◆ Exercise ◆
Starting at the line with "the bird's foot" in it, reproduce each line below through the last one, exactly, and include nothing else.

══ Supplied records ══

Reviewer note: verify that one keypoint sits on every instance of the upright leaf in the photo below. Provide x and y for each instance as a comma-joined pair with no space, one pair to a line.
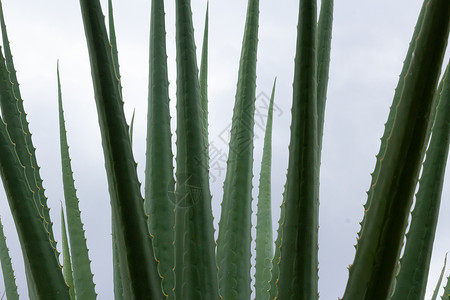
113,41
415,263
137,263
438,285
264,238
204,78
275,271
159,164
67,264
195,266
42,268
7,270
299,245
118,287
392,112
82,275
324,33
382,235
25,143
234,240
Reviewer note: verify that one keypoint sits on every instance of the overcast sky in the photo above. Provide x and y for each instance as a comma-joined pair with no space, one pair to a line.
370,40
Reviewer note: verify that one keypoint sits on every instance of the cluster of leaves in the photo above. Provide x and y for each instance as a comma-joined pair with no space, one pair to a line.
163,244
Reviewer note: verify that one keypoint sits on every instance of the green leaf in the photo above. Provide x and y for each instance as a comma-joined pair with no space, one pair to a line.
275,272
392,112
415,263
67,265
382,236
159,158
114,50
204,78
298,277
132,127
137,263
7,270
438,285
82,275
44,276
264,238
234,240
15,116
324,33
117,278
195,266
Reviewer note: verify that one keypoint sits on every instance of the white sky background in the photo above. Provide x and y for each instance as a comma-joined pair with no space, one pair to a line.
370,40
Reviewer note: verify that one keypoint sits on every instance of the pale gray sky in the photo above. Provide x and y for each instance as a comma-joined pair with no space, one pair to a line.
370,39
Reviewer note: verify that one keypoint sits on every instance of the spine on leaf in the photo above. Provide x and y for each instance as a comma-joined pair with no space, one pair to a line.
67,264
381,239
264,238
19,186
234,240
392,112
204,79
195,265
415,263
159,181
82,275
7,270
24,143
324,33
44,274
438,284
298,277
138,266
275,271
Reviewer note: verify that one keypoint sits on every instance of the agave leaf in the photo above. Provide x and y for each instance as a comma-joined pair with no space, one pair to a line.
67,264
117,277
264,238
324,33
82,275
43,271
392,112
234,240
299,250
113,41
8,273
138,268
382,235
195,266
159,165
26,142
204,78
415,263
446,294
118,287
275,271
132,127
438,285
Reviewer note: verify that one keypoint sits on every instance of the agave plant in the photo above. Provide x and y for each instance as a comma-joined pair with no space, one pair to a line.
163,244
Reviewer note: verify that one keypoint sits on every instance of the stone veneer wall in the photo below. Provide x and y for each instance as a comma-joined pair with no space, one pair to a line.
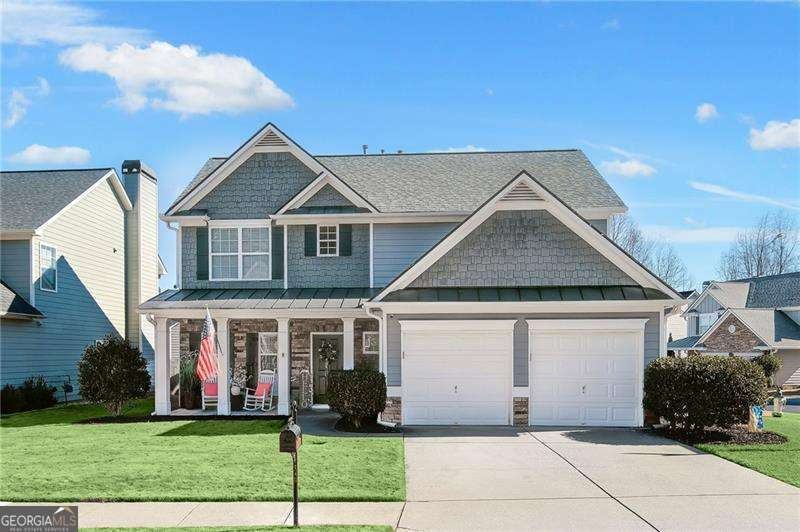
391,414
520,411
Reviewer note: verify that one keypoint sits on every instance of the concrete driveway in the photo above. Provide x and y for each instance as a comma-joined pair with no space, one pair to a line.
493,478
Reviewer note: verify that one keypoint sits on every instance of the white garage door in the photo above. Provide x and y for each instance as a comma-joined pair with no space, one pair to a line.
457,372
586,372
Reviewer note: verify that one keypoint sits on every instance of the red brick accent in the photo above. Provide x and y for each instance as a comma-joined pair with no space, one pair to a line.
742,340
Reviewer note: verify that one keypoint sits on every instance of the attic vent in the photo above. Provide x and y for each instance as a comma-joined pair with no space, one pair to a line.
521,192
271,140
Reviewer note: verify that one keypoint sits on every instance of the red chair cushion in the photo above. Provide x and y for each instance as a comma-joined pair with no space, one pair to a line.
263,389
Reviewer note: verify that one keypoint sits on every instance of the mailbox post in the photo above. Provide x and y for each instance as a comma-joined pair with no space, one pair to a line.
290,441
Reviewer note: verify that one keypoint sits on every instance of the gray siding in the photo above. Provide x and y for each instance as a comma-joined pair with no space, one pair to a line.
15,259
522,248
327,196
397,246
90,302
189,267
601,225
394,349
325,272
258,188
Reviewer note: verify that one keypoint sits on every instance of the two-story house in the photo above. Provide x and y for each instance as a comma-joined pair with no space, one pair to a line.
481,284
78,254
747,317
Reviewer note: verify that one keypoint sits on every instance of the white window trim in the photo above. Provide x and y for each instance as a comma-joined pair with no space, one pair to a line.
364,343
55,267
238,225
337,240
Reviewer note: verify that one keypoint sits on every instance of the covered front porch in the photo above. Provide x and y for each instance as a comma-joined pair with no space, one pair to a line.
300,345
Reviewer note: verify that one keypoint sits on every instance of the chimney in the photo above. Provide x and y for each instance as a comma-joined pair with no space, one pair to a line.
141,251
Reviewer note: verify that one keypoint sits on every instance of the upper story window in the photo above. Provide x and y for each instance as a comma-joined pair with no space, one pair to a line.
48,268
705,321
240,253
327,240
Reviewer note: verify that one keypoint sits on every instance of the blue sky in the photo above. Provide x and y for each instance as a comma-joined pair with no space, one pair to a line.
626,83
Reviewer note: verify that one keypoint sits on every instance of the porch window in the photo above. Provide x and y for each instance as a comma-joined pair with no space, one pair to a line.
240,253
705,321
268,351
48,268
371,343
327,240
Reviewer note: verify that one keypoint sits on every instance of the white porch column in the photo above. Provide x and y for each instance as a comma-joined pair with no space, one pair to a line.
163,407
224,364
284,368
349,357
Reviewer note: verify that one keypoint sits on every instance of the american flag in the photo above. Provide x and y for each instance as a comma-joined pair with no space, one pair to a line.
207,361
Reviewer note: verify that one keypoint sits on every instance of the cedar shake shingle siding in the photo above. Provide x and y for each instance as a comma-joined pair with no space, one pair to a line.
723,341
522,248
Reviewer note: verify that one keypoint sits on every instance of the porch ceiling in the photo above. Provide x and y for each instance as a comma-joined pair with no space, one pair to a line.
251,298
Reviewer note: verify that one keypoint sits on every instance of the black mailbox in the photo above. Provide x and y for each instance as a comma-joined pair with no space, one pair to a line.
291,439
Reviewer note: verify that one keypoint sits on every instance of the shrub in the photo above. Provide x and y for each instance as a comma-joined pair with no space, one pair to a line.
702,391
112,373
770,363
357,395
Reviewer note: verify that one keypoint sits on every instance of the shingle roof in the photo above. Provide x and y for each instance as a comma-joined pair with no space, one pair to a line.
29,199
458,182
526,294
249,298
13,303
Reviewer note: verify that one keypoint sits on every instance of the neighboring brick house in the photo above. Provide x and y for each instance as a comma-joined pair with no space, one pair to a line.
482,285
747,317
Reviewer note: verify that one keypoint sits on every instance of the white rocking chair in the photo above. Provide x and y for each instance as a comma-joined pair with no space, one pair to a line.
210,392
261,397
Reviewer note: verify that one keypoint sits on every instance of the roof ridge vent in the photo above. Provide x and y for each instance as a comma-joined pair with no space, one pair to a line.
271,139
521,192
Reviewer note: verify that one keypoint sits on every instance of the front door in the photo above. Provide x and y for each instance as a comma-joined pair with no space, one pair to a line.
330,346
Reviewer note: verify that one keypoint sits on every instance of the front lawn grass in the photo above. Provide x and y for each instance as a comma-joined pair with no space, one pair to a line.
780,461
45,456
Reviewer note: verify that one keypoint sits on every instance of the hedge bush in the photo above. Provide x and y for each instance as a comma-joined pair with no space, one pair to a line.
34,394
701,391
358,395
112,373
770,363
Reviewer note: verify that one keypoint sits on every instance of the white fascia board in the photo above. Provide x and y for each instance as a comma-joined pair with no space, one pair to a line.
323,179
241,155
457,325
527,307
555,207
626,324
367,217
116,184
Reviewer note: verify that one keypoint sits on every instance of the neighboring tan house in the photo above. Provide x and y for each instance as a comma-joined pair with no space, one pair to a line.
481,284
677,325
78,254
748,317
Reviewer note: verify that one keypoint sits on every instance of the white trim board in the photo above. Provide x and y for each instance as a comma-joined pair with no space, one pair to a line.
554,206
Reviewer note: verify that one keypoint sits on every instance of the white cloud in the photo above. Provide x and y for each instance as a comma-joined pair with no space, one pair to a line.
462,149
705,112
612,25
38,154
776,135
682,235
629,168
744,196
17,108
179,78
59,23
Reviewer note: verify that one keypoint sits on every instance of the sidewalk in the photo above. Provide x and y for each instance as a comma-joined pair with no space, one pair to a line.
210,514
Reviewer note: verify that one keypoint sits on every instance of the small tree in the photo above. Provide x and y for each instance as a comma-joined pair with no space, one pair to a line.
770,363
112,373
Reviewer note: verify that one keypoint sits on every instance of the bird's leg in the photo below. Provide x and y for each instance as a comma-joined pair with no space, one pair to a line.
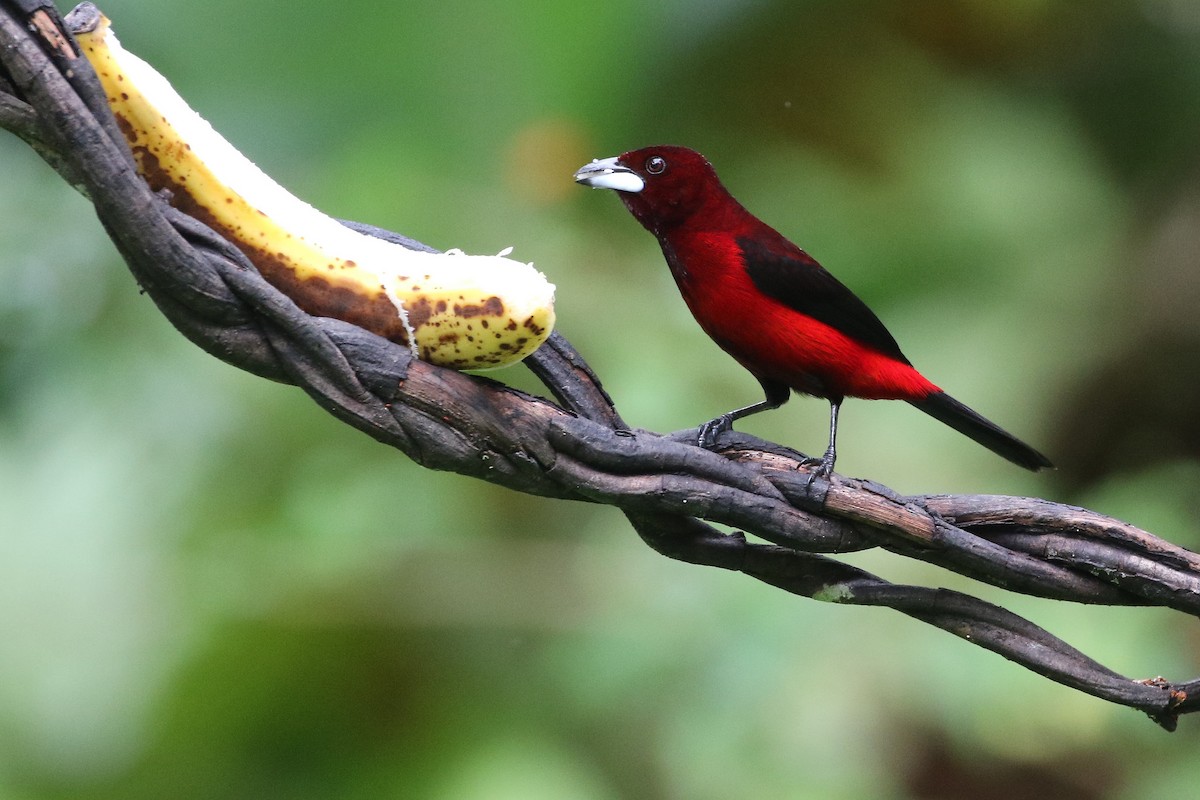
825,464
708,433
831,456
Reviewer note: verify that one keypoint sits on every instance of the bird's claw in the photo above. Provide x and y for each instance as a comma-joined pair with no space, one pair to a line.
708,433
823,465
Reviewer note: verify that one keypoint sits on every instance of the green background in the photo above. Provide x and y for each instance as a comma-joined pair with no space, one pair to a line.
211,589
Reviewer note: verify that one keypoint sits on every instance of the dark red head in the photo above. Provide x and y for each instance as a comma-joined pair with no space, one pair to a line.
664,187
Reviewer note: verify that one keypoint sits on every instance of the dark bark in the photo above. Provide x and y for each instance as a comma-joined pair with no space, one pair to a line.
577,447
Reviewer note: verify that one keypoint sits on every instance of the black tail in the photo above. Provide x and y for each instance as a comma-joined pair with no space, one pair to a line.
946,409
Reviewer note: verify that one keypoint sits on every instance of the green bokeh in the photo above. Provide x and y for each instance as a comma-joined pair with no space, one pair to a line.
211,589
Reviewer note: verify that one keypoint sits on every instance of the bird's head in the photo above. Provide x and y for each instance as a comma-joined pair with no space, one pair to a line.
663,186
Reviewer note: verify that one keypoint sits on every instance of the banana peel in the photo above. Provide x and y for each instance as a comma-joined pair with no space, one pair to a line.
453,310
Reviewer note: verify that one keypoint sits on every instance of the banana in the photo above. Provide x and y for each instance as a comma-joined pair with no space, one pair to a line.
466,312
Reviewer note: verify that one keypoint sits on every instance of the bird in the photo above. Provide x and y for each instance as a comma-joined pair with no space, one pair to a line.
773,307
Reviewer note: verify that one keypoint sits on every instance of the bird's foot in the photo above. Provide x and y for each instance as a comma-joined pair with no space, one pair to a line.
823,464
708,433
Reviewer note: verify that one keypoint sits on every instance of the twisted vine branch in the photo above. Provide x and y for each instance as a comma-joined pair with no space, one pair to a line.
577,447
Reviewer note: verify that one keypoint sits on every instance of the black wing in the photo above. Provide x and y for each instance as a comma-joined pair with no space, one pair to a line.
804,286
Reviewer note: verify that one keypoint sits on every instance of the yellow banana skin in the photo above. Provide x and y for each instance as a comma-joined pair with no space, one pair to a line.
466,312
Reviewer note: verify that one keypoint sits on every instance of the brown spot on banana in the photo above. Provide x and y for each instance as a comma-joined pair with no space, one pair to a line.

═══

◆ Written response ◆
Reviewer note: verify that one keypoint sits on every instance of the bird's foot in the photo above. Provide x and y for each instance as a comma-joined pair with no space, one pair to a line.
823,464
708,433
Reviewer note: verify that one keypoint sits on every instance of the twisted vine branch in the photo above. Provide x and y for each instance as a comma-joined pair with no space, one pair to a line.
577,447
Reviewer note: verify that one keypoint sits on every instance of the black wing in the photo above. Provide x and y for each instance as a comma-joined pair with no space, one pair to a line.
804,286
Reviewer note: verify that one keypoint sits on every instance of the yellow banana skin in the photo above. Provide x and y for each instance as a comma-joined pair with no space, one pair to a line.
466,312
Reviewer note: verify that one keypoint sits on every instance of the brown spot on banana in the photo above. Provide x and y for each instance as a comma-joined pair with no space, one pair to a line.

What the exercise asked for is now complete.